→ **INSTRUÇÕES DE TRABALHO**:
a - Responda a estas perguntas com base no trecho exibido:
(i) Em que época quem escreve conheceu o professor?
(ii) Qual livro foi comprado?
(iii) O que vinha no encarte que acompanhava a obra?
b - Diga se cada frase está de acordo com o trecho exibido. Responda sim ou não e cite as palavras do trecho que decidem.
(i) Quem escreve já votou em partidos tipicamente de esquerda.
(ii) O livro foi comprado por curiosidade sobre o título.
(iii) Quem escreve largou a leitura logo no começo.
c - Redigite sem mudar nada a parte do trecho exibido que começa em "Todos precisam de" e termina em "exponho neste espaço.".

→ **TRECHO EXIBIDO**:
§ §

Todos precisam de mestres, de pessoas que sejam seus conselheiros intelectuais, que ensinem o que eles mesmos aprenderam e, de alguma maneira, encurtem o caminho que seus alunos devam trilhar

Para quem não sabe, devo muito do meu conhecimento ao filósofo Olavo de Carvalho, hoje, também, com muito orgulho, meu professor. E por que esta homenagem? Simplesmente porque é necessário que minha consciência esteja limpa em relação às idéias que exponho neste espaço.

Conheci o professor em meados de 1998, quando adquiri, por mera curiosidade acerca do título, o livro “O Imbecil Coletivo”. Naquela época, eu, que já era um leitor voraz, porém conduzido pela maré cultural vigente, progressista e modernista, propagandeava as idéias básicas da comunidade esquerdista. Mesmo sem jamais ter sido um eleitor de partidos tipicamente de esquerda, repetia os mesmos chavões vociferados por eles e, principalmente, pelos seus asseclas da intelligentzia. Me sentia assim um jovem de vanguarda, sem preconceitos, um cristão liberal, solto das amarras da tradição. Estava bem acompanhado de pastores e líderes religiosos também modernos, que não se viam como parte do grupo reacionário e dogmático, como eles se referiam.

Voltando ao livro do professor Olavo, quando comecei a lê-lo, tomei o primeiro susto ao ver o encarte que acompanhava a obra. Um questionário engraçadíssimo sobre como o leitor poderia interpretar aquele trabalho. Nunca tinha visto ninguém se referir a si mesmo como um “mistifório reacionário”, por exemplo, já dando para os seus críticos o arsenal pronto para bombardeá-lo. Aquilo, para mim, além de absolutamente original me fez ficar muito curioso quanto ao conteúdo que vinha adiante.

Lendo a obra, não sei descrever bem minha impressão e reação. Na verdade, era uma mistura de estranheza, incompreensão, susto e atração. Mesmo sem compreender como alguns “ídolos” poderiam ser destruídos daquele jeito por um, ao menos para mim, desconhecido, não conseguia parar de ler e ser absorvido pela maneira absolutamente coerente e irretrucável como o autor expunha seu pensamento.

§ §

Registros de um conjunto de dados de apontamento:
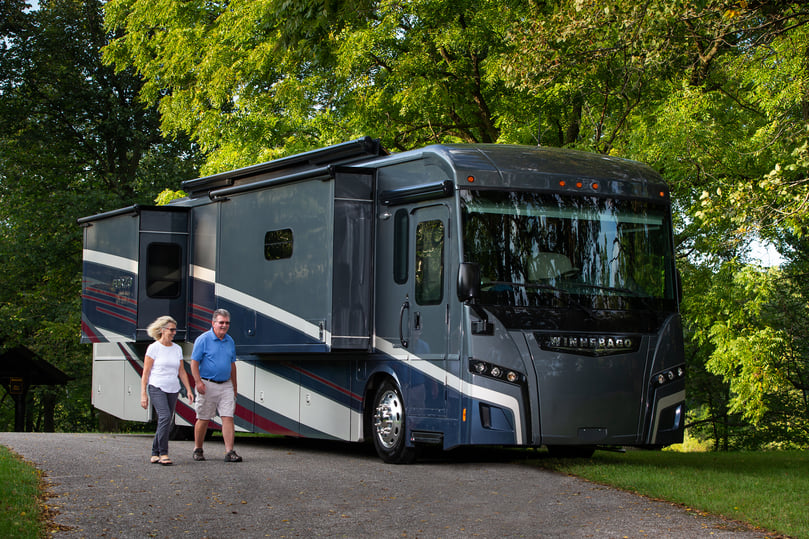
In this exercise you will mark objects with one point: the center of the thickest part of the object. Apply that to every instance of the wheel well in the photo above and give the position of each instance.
(374, 382)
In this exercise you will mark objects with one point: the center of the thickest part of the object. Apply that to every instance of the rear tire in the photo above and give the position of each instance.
(388, 425)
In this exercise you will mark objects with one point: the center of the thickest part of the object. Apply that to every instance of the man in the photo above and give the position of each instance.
(213, 365)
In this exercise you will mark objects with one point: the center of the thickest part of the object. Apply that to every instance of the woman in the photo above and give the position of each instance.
(161, 369)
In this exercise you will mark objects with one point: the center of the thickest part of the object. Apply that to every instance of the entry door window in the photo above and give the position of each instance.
(164, 270)
(429, 262)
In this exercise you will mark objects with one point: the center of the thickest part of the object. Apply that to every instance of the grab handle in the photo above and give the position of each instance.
(405, 307)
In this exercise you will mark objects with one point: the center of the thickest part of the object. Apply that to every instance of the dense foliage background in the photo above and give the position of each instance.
(107, 104)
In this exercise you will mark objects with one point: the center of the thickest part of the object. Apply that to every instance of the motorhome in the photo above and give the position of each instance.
(454, 295)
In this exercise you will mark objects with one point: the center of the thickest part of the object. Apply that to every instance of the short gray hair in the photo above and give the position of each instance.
(220, 312)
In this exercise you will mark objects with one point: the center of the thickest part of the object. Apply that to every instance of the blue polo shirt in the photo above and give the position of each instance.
(214, 355)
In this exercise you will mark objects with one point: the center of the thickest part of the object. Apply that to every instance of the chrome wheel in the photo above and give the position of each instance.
(388, 419)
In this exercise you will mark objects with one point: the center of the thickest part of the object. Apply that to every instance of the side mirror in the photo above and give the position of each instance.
(468, 281)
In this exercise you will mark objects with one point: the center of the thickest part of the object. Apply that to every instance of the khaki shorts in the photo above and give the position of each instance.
(217, 397)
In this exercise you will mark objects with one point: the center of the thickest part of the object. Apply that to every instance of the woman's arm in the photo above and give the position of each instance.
(144, 380)
(184, 379)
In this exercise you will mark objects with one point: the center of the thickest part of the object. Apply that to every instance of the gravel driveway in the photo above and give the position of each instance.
(104, 486)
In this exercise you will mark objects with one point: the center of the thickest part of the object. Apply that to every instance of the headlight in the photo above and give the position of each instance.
(495, 371)
(667, 376)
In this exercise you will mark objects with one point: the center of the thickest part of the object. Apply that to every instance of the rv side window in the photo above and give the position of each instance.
(163, 270)
(429, 262)
(400, 239)
(278, 244)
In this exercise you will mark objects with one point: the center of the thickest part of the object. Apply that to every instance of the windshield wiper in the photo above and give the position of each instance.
(644, 299)
(543, 286)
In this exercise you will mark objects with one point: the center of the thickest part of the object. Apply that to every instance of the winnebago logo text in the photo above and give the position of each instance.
(597, 345)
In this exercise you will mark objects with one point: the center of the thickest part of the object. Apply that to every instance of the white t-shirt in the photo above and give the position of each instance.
(166, 366)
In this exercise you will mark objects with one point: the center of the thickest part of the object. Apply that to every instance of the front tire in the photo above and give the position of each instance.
(388, 426)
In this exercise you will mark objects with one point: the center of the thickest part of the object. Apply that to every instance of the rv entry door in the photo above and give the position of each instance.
(427, 312)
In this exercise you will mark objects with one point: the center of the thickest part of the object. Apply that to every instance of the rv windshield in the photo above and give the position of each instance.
(562, 251)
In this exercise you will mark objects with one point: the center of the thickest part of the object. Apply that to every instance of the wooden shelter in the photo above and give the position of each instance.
(20, 369)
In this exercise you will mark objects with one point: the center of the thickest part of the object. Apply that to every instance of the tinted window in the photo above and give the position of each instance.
(163, 270)
(278, 244)
(429, 262)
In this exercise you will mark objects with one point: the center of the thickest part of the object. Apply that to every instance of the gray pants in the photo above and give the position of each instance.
(163, 404)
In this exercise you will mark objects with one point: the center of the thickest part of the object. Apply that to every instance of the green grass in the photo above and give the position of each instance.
(20, 510)
(769, 490)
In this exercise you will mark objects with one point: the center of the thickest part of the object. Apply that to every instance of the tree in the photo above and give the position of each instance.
(74, 141)
(250, 80)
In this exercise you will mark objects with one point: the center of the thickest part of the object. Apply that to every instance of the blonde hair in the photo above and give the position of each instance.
(155, 329)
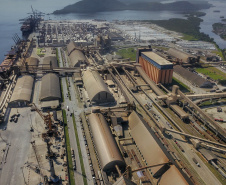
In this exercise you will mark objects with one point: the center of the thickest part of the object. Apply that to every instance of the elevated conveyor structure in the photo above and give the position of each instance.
(209, 121)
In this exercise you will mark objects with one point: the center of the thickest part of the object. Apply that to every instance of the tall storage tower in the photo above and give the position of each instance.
(157, 68)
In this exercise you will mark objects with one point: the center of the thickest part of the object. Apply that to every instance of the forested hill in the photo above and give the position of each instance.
(89, 6)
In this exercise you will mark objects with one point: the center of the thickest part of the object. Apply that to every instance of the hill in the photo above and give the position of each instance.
(89, 6)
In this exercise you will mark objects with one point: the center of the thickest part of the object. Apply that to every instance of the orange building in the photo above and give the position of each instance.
(157, 68)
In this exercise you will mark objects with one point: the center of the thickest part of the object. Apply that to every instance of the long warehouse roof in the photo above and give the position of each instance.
(149, 148)
(152, 152)
(95, 85)
(50, 89)
(23, 89)
(46, 62)
(106, 146)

§ §

→ **RESPOSTAS**:
a -
(i) Em meados de 1998.
(ii) "O Imbecil Coletivo".
(iii) Um questionário engraçadíssimo sobre como o leitor poderia interpretar aquele trabalho.

b -
(i) Não: "Mesmo sem jamais ter sido um eleitor de partidos tipicamente de esquerda".
(ii) Sim: "quando adquiri, por mera curiosidade acerca do título, o livro".
(iii) Não: "não conseguia parar de ler".

c -
Todos precisam de mestres, de pessoas que sejam seus conselheiros intelectuais, que ensinem o que eles mesmos aprenderam e, de alguma maneira, encurtem o caminho que seus alunos devam trilhar

Para quem não sabe, devo muito do meu conhecimento ao filósofo Olavo de Carvalho, hoje, também, com muito orgulho, meu professor. E por que esta homenagem? Simplesmente porque é necessário que minha consciência esteja limpa em relação às idéias que exponho neste espaço.